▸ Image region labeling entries
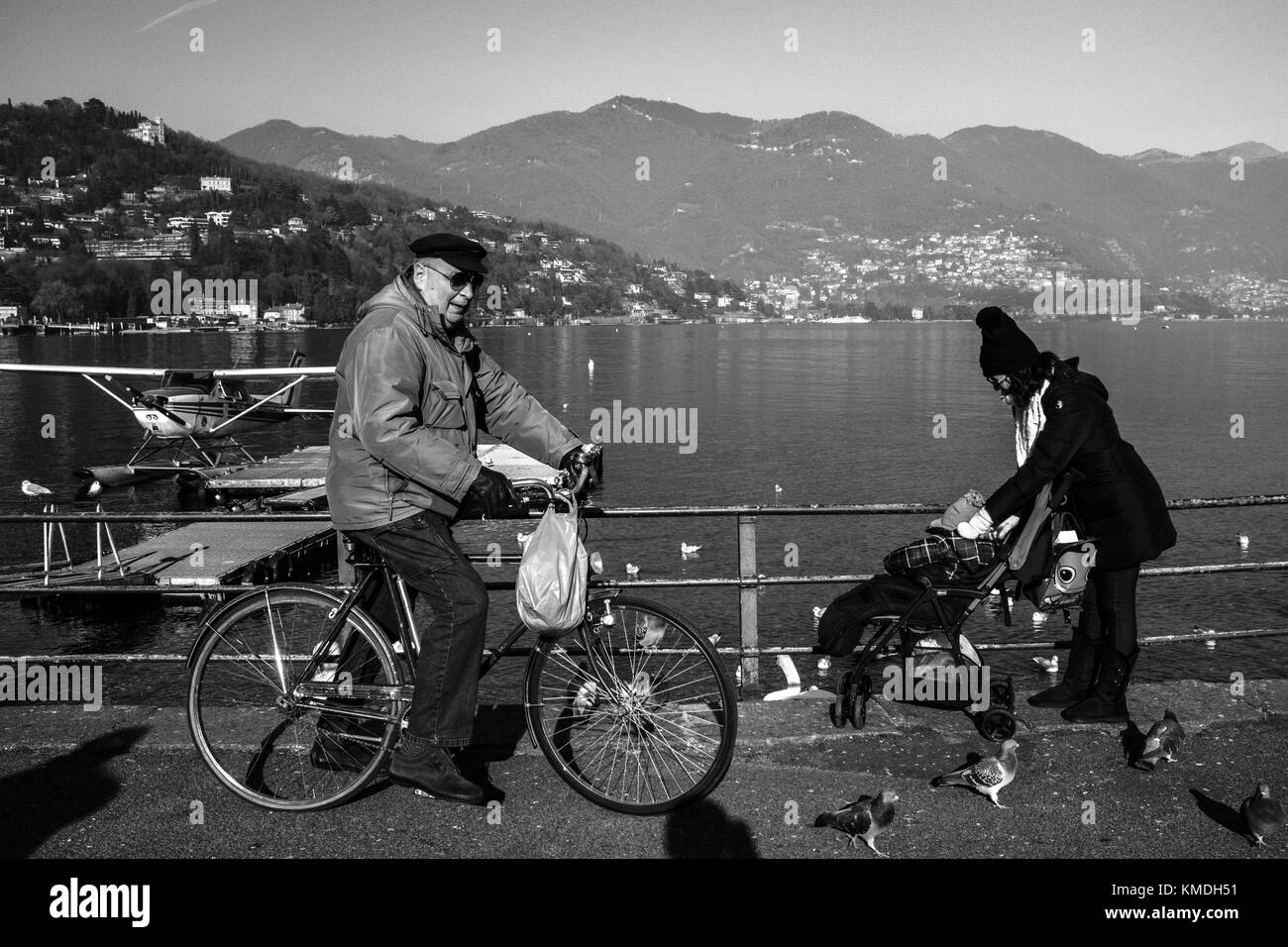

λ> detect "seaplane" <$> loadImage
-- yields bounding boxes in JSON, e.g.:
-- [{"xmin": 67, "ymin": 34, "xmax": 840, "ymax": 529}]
[{"xmin": 0, "ymin": 351, "xmax": 335, "ymax": 494}]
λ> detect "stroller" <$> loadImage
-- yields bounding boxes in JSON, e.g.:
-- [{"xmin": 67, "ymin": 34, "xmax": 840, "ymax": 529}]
[{"xmin": 814, "ymin": 473, "xmax": 1095, "ymax": 742}]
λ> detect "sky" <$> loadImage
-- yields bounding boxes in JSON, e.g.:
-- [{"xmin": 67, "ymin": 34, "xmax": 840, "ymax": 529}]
[{"xmin": 0, "ymin": 0, "xmax": 1288, "ymax": 155}]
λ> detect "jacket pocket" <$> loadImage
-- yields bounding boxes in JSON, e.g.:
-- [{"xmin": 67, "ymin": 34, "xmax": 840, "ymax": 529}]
[{"xmin": 425, "ymin": 381, "xmax": 465, "ymax": 430}]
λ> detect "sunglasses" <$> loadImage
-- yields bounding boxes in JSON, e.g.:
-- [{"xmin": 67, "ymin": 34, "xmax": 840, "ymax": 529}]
[{"xmin": 421, "ymin": 263, "xmax": 483, "ymax": 292}]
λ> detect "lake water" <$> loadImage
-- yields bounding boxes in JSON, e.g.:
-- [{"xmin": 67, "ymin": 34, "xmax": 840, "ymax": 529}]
[{"xmin": 0, "ymin": 322, "xmax": 1288, "ymax": 701}]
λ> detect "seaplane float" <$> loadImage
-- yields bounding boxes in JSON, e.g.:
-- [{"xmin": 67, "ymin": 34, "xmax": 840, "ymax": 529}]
[{"xmin": 0, "ymin": 351, "xmax": 335, "ymax": 494}]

▸ GIVEN INSTRUCTION
Report each line of the rows above that contains the string "loadImage", copying every such line in full. Matching is case-sensitive.

▸ THE ANSWER
λ> detect "seaplane" <$> loadImage
λ> detect "stroller" <$> loadImage
λ> detect "sky" <$> loadImage
λ> detect "jacket pocket" <$> loadImage
λ> detect "sunglasses" <$> loadImage
λ> detect "lake water" <$> loadImage
λ> detect "seaplane float" <$> loadImage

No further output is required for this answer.